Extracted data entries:
---+---

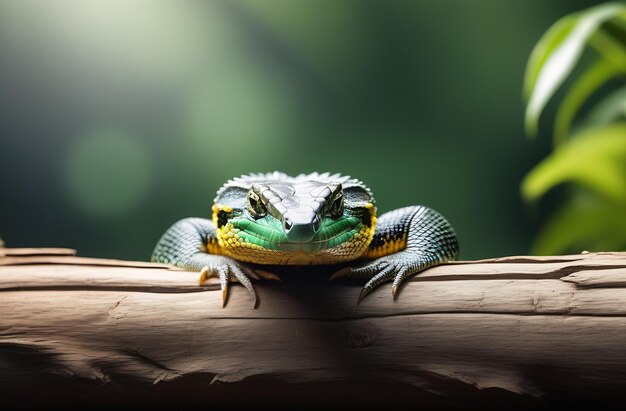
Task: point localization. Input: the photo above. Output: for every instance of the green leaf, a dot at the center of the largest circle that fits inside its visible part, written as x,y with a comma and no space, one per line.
561,57
611,108
585,85
544,48
596,159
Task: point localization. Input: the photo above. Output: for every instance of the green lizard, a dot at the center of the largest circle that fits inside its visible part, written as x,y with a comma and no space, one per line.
313,218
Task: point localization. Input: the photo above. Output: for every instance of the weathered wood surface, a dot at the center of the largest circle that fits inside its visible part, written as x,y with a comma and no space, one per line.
515,330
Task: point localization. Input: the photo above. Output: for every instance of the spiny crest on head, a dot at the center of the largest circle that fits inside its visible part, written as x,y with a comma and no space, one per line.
245,181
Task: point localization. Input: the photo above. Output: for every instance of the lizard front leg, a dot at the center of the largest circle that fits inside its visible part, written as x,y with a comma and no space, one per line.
189,244
406,241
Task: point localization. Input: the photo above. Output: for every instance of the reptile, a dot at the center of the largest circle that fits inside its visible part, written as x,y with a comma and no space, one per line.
319,218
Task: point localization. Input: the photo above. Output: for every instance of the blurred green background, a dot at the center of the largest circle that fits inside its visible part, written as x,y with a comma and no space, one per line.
119,117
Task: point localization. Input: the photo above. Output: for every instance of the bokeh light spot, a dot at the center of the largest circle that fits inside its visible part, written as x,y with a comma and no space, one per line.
108,173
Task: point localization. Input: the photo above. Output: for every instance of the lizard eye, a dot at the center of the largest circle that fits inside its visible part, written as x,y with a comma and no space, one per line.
255,205
336,208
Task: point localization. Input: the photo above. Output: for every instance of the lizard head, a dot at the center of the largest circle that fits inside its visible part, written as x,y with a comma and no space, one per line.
308,219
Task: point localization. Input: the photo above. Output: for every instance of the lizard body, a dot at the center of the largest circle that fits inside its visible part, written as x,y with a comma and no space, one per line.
276,219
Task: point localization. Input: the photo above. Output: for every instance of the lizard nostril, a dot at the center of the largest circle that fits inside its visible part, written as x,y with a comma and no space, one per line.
316,223
287,224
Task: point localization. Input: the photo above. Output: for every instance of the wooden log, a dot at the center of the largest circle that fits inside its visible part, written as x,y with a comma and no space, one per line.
515,332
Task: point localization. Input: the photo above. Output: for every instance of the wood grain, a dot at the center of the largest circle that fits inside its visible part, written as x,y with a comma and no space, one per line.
516,331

---+---

Objective: Reproduce the listing from the line that has "lizard nostril, a" through its end, substituting "biggest circle" for every occurrence of "largest circle" and leaving everything else unchanged.

Answer to the task:
Task: point localization. Input: the photo above. Output: for every instance of the lizard nostril, a dot at the center of the biggest circle that fits inside its visible part, written as x,y with a comma and no space, one per line.
316,223
287,224
Task: point localization. Input: the photo above. Output: for every instance of the wooden log, a dot at the center of the biggest circle that fits inside its visible part, written as x,y with a comma and no space, one per line.
515,332
Task: point localization. Input: the photo above. Output: for every instance of the wood grain, a dot at the center of the biggest circle that fits inside its visible part, written as x,y with a comma and no space, one per line.
516,331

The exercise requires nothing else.